Text excerpt

============

Edited on Mon Feb-04-08 11:06 PM by EffieBlack
First - while the 15th Amendment supposedly guaranteed black men that their right to vote would not be infringed, it meant little since it was not enforced. Instead, black men were beaten, lynched, burned out of their homes, subjected to poll taxes, and more, for just TRYING to register to vote.

Women's right to vote was protected in 1920 with the 19th Amendment. And they just started voting. They were not beaten, lynched, burned out of their homes, subjected to poll taxes, and more, just for trying to register. White women have been able to vote, without interference, since 1920. It took 100 years of marching and fighting and dying and finally, an act of Congress for black men and black women to be able to vote in this America.

Throughout the Civil Rights Movement - which, by the way, didn't start in the 50s or 60s, but began before the turn of the 20th Century - blacks (especially black women) begged white women to help with their cause. Much of their entreaties fell on deaf ears, perhaps because of a not universal, but definite strain of racism among many white women. For example, feminist icon Elizabeth Cady Stanton, previously an abolitionist, showed her true colors when she expressed her objection to the 15th Amendment applying to black men, but not women:

"Shall American statesmen ... so amend their constitutions as to make their wives and mothers the political inferiors of unlettered and unwashed ditch-diggers, bootblacks, butchers and barbers, fresh from the slave plantations of the South?"

============

Task data
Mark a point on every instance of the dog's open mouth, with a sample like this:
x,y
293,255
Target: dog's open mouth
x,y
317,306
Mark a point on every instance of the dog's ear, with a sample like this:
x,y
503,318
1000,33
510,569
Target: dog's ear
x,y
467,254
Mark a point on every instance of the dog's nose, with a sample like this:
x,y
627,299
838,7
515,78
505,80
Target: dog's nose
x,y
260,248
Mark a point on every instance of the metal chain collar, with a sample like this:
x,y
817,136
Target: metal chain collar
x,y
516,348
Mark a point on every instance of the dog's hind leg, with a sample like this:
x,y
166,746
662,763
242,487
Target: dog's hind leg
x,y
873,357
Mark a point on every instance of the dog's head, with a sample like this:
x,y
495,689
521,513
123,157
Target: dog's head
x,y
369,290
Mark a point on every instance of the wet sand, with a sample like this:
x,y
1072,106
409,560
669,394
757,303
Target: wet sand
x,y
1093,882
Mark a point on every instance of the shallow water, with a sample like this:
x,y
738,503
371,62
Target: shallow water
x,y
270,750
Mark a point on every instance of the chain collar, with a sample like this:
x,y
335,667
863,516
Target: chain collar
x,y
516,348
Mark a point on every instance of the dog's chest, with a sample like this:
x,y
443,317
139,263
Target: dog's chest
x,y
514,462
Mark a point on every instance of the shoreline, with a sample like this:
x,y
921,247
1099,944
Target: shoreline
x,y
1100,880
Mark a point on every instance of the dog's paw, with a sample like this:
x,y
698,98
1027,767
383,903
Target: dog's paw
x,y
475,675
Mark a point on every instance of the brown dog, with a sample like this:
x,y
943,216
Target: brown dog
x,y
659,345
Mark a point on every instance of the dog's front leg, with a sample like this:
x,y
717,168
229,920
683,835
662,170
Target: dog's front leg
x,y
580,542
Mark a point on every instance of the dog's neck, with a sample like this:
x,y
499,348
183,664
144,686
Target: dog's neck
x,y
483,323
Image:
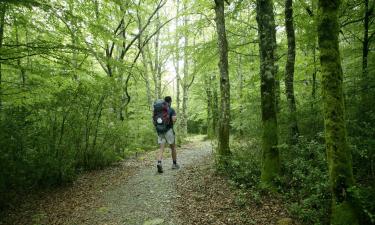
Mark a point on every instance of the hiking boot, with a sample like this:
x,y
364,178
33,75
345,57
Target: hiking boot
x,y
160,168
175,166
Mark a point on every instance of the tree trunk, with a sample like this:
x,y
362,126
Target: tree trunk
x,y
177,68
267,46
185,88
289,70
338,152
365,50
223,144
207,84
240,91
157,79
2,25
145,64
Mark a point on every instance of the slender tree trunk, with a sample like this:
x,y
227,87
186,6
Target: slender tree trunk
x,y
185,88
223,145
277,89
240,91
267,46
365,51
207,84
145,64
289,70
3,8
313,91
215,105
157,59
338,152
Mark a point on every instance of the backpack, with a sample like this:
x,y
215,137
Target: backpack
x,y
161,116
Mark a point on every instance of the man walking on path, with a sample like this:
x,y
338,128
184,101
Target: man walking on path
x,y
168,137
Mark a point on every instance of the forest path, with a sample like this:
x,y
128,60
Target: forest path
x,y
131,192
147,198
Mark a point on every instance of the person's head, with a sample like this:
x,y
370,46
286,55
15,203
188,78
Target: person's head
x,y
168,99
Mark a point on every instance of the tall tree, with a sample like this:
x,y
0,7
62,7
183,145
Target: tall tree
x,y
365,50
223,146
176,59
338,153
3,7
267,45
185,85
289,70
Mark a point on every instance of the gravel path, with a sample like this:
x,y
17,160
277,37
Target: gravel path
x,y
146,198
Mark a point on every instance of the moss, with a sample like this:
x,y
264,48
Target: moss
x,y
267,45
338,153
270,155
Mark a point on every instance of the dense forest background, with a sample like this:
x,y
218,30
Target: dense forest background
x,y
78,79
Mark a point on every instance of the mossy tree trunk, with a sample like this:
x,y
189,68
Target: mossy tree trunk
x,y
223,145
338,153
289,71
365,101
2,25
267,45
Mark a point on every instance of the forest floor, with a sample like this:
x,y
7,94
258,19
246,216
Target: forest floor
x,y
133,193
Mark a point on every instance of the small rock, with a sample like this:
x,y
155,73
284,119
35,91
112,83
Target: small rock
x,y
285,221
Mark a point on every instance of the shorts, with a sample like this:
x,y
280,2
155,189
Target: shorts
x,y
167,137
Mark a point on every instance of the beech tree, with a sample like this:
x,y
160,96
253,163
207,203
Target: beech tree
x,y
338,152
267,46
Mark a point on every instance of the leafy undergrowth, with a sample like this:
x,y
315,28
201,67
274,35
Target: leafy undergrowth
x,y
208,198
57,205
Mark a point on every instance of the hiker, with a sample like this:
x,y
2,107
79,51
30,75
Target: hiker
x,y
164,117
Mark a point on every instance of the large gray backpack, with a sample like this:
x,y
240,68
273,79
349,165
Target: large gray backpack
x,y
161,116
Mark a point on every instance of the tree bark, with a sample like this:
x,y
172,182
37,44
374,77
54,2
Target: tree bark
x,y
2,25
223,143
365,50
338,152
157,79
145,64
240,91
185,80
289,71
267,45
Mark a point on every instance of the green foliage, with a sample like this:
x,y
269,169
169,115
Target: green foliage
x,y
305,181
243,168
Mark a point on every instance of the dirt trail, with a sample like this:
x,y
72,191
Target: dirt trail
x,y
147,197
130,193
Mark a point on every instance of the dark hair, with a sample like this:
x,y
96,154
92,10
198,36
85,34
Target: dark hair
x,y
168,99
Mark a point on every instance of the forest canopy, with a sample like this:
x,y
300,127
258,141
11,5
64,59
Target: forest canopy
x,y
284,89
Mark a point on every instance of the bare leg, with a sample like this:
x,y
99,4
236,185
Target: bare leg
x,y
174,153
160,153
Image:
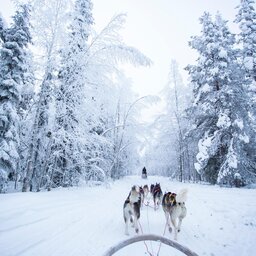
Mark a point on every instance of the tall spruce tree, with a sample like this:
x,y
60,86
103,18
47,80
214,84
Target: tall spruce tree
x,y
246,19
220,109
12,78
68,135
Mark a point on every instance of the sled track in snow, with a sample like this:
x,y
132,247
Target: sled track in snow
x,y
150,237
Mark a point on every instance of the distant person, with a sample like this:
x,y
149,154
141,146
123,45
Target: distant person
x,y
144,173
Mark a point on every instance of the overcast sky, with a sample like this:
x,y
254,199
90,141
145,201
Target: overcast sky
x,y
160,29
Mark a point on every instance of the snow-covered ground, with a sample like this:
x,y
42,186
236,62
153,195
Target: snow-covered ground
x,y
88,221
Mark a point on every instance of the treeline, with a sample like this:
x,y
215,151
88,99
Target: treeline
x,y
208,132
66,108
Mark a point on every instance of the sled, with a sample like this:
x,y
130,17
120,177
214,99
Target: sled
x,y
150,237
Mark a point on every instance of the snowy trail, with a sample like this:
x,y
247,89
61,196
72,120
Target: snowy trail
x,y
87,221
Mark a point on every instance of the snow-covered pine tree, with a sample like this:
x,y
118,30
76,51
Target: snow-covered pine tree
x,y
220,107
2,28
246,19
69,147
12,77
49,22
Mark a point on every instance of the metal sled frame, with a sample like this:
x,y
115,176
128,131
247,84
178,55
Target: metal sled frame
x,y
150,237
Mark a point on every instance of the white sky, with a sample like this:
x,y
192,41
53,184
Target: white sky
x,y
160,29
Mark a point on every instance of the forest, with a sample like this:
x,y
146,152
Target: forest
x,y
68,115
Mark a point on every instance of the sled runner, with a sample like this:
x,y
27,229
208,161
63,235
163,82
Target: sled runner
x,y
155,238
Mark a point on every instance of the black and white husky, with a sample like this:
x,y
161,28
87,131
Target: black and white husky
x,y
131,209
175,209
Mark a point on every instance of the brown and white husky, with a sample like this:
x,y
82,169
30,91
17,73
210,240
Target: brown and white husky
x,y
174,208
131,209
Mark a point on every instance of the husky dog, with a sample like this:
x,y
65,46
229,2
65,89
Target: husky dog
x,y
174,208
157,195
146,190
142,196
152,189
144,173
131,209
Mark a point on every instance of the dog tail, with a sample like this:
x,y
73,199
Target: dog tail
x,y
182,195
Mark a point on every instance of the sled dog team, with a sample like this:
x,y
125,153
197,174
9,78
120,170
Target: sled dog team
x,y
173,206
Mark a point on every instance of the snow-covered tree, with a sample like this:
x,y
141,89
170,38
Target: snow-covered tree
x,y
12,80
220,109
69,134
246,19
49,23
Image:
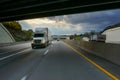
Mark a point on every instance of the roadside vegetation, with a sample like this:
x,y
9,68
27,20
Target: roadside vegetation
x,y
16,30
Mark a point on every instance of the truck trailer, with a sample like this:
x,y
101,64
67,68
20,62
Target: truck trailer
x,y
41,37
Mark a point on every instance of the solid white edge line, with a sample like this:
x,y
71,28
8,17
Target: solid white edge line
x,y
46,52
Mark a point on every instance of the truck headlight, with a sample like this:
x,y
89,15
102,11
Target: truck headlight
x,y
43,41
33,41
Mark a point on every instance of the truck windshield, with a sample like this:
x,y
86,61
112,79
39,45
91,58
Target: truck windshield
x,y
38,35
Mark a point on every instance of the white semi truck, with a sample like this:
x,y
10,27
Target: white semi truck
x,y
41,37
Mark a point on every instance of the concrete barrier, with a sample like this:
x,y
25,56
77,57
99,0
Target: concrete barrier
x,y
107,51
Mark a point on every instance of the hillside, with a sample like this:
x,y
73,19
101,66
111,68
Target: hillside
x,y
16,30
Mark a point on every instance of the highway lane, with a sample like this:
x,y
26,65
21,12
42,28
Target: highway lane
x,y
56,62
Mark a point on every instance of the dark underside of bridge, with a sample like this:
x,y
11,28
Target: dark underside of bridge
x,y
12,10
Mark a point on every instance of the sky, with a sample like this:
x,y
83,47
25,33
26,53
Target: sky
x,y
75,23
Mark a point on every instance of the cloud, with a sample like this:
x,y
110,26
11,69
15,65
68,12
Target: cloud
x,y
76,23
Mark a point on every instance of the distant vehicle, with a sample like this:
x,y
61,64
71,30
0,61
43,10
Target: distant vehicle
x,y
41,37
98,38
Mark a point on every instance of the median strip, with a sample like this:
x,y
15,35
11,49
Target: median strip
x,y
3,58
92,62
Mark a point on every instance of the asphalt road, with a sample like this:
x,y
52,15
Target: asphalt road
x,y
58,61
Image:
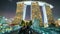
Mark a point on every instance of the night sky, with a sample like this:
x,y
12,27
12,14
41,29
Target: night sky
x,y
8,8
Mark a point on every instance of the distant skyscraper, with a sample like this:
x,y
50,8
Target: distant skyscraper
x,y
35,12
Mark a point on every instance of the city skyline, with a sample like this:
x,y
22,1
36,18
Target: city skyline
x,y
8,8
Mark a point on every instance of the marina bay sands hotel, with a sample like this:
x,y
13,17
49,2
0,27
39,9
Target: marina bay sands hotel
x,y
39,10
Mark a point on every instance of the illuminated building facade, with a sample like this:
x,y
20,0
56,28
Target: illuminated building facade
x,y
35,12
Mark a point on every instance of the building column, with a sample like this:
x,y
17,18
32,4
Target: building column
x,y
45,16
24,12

============

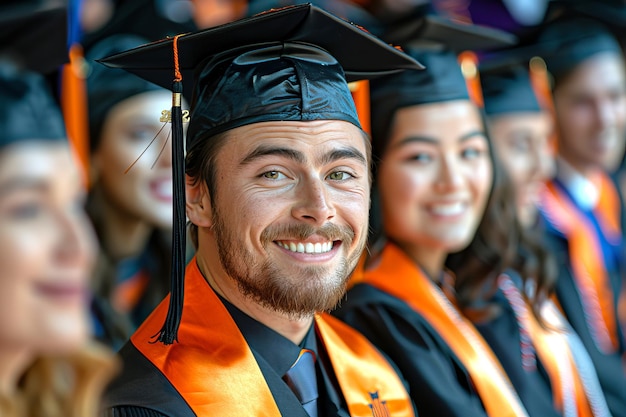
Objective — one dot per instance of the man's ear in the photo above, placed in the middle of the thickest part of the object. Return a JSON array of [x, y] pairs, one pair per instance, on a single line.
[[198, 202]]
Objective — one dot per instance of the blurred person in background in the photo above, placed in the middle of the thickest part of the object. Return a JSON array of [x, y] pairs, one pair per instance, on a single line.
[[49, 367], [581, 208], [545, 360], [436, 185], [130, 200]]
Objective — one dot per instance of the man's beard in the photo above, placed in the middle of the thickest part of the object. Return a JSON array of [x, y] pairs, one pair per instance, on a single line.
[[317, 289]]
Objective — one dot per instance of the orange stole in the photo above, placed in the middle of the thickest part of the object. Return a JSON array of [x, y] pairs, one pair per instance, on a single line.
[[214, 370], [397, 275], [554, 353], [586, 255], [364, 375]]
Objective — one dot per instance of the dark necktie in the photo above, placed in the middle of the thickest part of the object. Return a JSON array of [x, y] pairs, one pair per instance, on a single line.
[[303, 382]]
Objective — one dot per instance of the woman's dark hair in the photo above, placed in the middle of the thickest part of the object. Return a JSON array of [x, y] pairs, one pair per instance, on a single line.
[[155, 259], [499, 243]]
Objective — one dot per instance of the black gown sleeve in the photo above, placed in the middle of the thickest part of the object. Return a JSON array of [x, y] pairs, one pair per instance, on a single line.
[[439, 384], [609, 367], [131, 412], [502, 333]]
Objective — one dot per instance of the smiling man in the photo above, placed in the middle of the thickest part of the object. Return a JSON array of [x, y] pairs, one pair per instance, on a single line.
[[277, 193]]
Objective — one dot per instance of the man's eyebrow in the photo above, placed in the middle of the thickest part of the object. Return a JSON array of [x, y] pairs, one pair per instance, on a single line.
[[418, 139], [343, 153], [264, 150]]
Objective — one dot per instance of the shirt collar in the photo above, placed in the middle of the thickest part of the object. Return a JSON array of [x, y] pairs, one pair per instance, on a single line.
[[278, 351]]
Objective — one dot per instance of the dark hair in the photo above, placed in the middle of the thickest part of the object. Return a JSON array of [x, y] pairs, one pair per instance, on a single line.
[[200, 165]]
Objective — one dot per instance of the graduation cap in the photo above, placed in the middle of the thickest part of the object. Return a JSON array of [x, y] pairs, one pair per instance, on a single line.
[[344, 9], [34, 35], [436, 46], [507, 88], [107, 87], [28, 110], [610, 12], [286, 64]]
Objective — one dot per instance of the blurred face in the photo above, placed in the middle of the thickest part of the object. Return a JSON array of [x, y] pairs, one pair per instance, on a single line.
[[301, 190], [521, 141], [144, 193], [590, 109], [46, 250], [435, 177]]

============

What you will do
A. According to the voting-rights excerpt, in what year did the 19th Amendment protect women's right to vote?
B. List every line of the entries that contains the word "cloud".
The voting-rights excerpt and the entries are unrelated to each other.

Answers for the tasks
A. 1920

B.
Mark a point on every instance of the cloud, with a sample like this:
Target: cloud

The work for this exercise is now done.